» **Short exercise**: Will you copy every line of the records below without changing anything, leaving out the pictures?

-- start Given data --

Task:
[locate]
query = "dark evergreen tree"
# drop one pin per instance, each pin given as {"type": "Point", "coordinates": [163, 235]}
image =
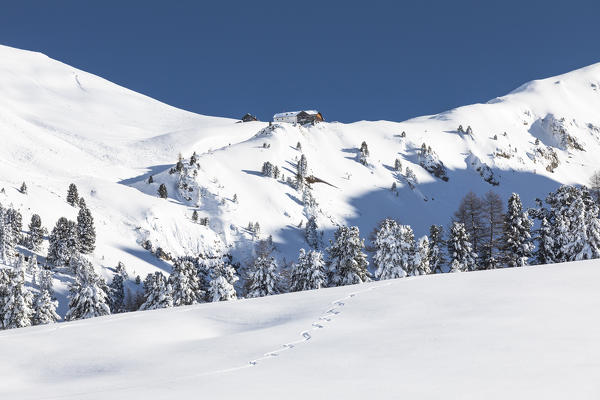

-- end Given data --

» **Solution**:
Task:
[locate]
query = "dark evergreen tree"
# drop one pin per instance, each pin given as {"type": "Point", "coordinates": [163, 235]}
image =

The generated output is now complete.